═════ DATA RECORDS ═════
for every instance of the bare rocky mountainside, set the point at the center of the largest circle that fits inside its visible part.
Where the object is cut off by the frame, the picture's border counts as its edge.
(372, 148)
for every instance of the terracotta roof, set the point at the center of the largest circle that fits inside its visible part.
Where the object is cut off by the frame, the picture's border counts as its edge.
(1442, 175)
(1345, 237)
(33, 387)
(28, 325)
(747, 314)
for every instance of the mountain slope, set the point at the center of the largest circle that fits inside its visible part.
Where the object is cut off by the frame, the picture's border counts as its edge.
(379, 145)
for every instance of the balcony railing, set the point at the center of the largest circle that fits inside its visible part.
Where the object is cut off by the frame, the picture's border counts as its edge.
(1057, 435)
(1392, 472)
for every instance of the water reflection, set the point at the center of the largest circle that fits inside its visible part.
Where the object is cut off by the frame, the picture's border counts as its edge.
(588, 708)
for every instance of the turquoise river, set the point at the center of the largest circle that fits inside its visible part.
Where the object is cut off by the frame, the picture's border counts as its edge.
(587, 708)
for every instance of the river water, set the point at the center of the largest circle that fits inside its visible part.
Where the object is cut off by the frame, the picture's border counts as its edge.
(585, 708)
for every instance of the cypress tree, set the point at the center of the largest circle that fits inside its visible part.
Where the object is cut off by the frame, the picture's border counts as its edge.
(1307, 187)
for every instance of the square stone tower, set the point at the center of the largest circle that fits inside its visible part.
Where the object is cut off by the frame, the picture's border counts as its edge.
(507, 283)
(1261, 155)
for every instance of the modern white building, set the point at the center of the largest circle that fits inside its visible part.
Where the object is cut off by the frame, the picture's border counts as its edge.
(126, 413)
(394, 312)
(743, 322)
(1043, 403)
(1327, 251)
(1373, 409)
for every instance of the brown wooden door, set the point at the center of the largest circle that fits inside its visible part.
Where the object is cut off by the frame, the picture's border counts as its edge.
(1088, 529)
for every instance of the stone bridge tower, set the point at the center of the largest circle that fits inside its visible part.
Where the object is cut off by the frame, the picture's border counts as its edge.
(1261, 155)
═════
▶ WORK TO DO
Starting with the line that contains "for every instance of the stone" and running through the end of the entries, both ends included, reproduce those lines with "bridge" swapped for "gate" and everything else unchanged.

▶ FULL RESPONSE
for every instance of the stone gate tower, set the point at the center of the largest circle that fits inside its visible part.
Where the object is cut off by the frame, the picture's border counts as its edge.
(1261, 155)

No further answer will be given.